PROBLEM TO WORK ON :: A complete, word-for-word restatement of the entries is needed.

++++

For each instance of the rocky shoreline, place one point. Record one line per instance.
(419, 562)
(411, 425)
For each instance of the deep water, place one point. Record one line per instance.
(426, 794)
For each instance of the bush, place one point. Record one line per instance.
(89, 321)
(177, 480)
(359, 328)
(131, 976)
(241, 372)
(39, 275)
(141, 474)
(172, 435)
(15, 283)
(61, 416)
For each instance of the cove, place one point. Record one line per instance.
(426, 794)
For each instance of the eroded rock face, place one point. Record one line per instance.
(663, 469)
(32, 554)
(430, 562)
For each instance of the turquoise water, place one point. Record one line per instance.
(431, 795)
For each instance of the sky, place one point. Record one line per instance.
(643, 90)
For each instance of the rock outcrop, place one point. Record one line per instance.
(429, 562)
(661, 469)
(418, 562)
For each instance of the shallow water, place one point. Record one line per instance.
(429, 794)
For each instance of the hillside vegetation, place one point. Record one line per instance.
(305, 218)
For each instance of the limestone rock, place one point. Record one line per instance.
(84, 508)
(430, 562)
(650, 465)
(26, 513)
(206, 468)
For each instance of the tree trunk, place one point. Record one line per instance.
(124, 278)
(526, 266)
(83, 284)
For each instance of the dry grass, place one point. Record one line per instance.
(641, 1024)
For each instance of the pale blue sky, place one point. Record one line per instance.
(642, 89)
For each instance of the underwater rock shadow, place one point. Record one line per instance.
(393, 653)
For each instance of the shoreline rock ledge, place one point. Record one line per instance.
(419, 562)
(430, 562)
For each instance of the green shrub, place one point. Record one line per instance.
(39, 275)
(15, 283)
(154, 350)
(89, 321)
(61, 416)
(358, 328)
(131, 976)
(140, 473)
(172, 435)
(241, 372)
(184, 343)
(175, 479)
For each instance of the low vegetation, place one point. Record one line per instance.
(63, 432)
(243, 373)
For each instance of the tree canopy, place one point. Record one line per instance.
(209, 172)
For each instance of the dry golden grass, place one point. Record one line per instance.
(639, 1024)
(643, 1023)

++++

RESULT BELOW ::
For each instance of the rocky shoreline, place one point. Record one line per instance.
(419, 562)
(411, 425)
For each instance of the deep water, place one point. Record one line per instance.
(426, 794)
For each instance of the bush, place one point. Record one line per instance.
(89, 321)
(177, 480)
(359, 328)
(131, 976)
(241, 372)
(39, 275)
(141, 474)
(172, 435)
(15, 283)
(61, 416)
For each instance of the cove, place one point. Record one line per instance.
(426, 794)
For each instance of the eroded rock face, place one point. Record one line per instance.
(663, 469)
(32, 554)
(430, 562)
For each instance of the turquoise water, place one point. Record one line per instance.
(431, 795)
For each instance of the sky, place one point. Record one line per instance.
(643, 90)
For each instance of the rock outcrop, place one point. Record one line per instance.
(429, 562)
(661, 469)
(418, 562)
For each instance of the shallow water, place one point. Record one line per instance.
(429, 794)
For each instance of the hillside vegetation, place one point. Record one line per instance.
(305, 218)
For each instance of the limestone rock, place one point. Record one line per instance.
(84, 508)
(430, 562)
(650, 465)
(26, 513)
(206, 468)
For each instance of the tree trunk, place one point. Record one line per instance.
(124, 278)
(526, 266)
(83, 284)
For each instance of the dry grass, place one point. Record one line per instance.
(641, 1024)
For each instance of the pale blue sky, place one point. Record one line per instance.
(642, 89)
For each instance of the underwater rock shadow, place one point. Record one line per instance.
(393, 653)
For each instance of the shoreline rock ledge, place one point. Record one line per instance.
(419, 562)
(430, 562)
For each instance of the green shrub, place one point. Record one line per instance.
(39, 275)
(15, 283)
(154, 350)
(89, 321)
(61, 416)
(358, 328)
(131, 976)
(140, 473)
(172, 435)
(241, 372)
(184, 343)
(175, 479)
For each instance of the low vegetation, place one point. Record one line per instance.
(63, 432)
(243, 373)
For each instance of the tree canopy, place one point. Record one line per instance.
(209, 172)
For each instance of the dry golden grass, place one point. Record one line per instance.
(639, 1024)
(643, 1023)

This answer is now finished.